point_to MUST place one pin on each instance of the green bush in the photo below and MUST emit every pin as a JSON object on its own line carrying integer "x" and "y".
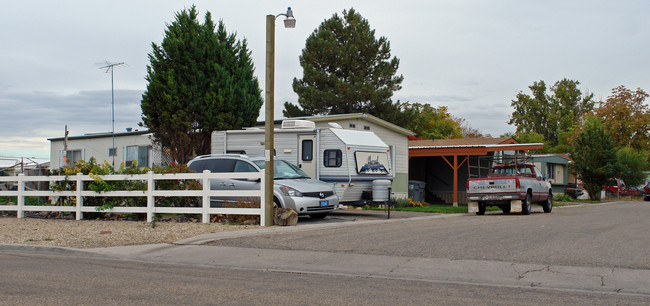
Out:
{"x": 95, "y": 170}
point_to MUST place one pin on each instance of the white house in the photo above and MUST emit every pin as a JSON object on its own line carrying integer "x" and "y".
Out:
{"x": 138, "y": 145}
{"x": 129, "y": 146}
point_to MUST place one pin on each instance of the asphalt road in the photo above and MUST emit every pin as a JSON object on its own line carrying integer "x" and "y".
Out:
{"x": 611, "y": 235}
{"x": 57, "y": 280}
{"x": 587, "y": 255}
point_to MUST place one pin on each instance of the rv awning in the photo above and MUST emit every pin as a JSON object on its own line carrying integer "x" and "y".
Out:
{"x": 359, "y": 138}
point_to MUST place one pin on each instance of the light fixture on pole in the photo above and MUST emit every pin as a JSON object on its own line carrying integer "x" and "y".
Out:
{"x": 289, "y": 22}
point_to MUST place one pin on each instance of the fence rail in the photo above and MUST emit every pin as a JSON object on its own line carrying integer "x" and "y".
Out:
{"x": 150, "y": 193}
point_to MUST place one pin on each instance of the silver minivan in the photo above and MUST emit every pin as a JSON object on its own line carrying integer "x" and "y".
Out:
{"x": 292, "y": 187}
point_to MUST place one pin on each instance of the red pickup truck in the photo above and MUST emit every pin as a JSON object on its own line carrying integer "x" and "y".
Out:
{"x": 615, "y": 187}
{"x": 511, "y": 187}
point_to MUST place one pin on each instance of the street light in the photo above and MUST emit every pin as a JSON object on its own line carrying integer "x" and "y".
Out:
{"x": 289, "y": 22}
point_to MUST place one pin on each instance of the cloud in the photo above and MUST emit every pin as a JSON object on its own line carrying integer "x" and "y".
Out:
{"x": 30, "y": 118}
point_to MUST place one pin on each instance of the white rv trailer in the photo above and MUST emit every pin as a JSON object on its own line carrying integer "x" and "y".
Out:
{"x": 348, "y": 159}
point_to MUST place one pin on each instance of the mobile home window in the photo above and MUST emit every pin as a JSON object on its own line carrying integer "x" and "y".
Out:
{"x": 332, "y": 158}
{"x": 307, "y": 150}
{"x": 73, "y": 156}
{"x": 139, "y": 154}
{"x": 550, "y": 171}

# [TASK]
Rewrite the data above as a numbered list with one line per entry, skipping any blank lines and omitting the picture.

# [RESULT OF THIS TASK]
1. point_to MUST place one pin on each instance of the green bush in the photo below and MUST emit every pin as a JSON object on its own line carrying integer "x" and "y".
2. Out:
3. {"x": 95, "y": 170}
4. point_to MUST place one pin on each instance of the white house in the photo above and MUST emit every pin as a JSON object on its own line carrying integer "x" and "y".
5. Out:
6. {"x": 138, "y": 145}
7. {"x": 129, "y": 146}
8. point_to MUST place one pin on each instance of the asphalt road in the photo above and MUST emit every pin as a JSON object on its own line carrying integer "x" and "y".
9. Out:
10. {"x": 611, "y": 235}
11. {"x": 57, "y": 280}
12. {"x": 587, "y": 255}
13. point_to MUST place one pin on each instance of the rv awning in the photo above and MUST emit every pin as a JSON object on its own line carrying integer "x" and "y".
14. Out:
15. {"x": 359, "y": 138}
16. point_to MUST place one pin on each instance of the light fixture on pole in the photo above and MUST emit every pin as a JSON object on its own line carrying integer "x" and "y".
17. Out:
18. {"x": 289, "y": 22}
19. point_to MUST place one pin on each instance of the fence rail in the photo above and MUST emit every pin as a JSON object on its own line carrying integer "x" and "y".
20. Out:
21. {"x": 150, "y": 193}
22. point_to MUST place one pin on each instance of the silver minivan in the photo above and MUST emit every pin as a JSON object on its own line carrying integer "x" and "y".
23. Out:
24. {"x": 292, "y": 187}
25. point_to MUST place one pin on each instance of the red pickup truck in the photo above and MUST emit every pin as a JSON object on its own line carrying integer "x" and "y".
26. Out:
27. {"x": 615, "y": 187}
28. {"x": 511, "y": 187}
29. point_to MUST place one pin on each instance of the street light in the photo above and MUST emit every pin as a JSON object on its own line carrying integer "x" and "y".
30. Out:
31. {"x": 289, "y": 22}
32. point_to MUST place one pin on each instance of the cloud in the photo above and MUST emit every pin as a JSON object on its own line carrying integer "x" and "y".
33. Out:
34. {"x": 30, "y": 118}
35. point_to MUST place one pin on each instance of the white rv trailer in the photo above and MUST emit every pin as a JSON object on its own line carrying integer "x" and "y".
36. Out:
37. {"x": 348, "y": 159}
38. point_to MUST place one pin on each instance of the mobile home window in the photo above and MUST emit every pin as a JSON object on its own line carrying integer "x" and "y".
39. Out:
40. {"x": 332, "y": 158}
41. {"x": 307, "y": 150}
42. {"x": 73, "y": 156}
43. {"x": 139, "y": 154}
44. {"x": 550, "y": 171}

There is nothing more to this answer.